The task: Repeat the stretch of entries below from the line with "Game engine object recognition — detect eyeglasses" through the line with "Game engine object recognition — detect bamboo". Include both ends and add nothing.
+ + + + +
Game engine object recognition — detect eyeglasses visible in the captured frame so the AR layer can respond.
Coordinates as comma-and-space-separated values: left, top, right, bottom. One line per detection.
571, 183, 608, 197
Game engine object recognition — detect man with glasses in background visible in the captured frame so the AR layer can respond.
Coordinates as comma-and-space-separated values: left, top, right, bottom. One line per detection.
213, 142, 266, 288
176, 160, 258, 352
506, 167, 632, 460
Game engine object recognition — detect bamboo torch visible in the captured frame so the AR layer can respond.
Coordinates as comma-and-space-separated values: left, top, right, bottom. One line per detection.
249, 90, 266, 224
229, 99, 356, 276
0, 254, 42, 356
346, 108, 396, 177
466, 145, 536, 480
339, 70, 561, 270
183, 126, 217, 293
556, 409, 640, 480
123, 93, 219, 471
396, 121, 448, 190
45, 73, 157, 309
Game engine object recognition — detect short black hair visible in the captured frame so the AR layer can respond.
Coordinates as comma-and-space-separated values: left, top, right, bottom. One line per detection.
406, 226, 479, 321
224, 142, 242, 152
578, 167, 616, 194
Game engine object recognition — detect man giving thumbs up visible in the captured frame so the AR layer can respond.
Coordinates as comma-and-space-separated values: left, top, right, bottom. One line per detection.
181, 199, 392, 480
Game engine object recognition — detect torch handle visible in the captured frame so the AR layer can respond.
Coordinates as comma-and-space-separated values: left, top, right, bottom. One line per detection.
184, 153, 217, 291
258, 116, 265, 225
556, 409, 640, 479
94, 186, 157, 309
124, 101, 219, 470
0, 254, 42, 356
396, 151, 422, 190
+ + + + +
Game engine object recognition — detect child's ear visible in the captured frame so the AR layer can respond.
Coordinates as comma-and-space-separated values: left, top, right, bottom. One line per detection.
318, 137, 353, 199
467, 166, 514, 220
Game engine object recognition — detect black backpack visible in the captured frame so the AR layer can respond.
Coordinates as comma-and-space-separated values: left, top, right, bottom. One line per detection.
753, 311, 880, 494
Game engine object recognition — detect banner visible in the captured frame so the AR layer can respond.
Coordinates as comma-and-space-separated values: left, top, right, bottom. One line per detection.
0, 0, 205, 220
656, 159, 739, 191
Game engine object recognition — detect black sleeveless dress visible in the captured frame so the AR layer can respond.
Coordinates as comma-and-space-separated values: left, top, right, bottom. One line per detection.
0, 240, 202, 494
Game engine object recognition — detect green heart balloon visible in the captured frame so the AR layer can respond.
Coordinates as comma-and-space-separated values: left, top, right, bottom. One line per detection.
+ + + + +
Answer area:
Game engine object recognition — detect eyeglasses visible in the captured frame so the AR layer can respond.
Coordinates as comma-and-space-separated values: left, top, right, bottom. One line per detection.
571, 183, 608, 197
Game engine object recognition — detect man with glasses in background visible in the captured frame so the AR layer can respond.
Coordinates as comma-and-space-separated values: left, top, right, bottom. One line per detection.
213, 142, 266, 288
176, 160, 258, 352
506, 167, 632, 460
Game engine object recognition — detect bamboo torch visible in the captured frame so the AR layer can respond.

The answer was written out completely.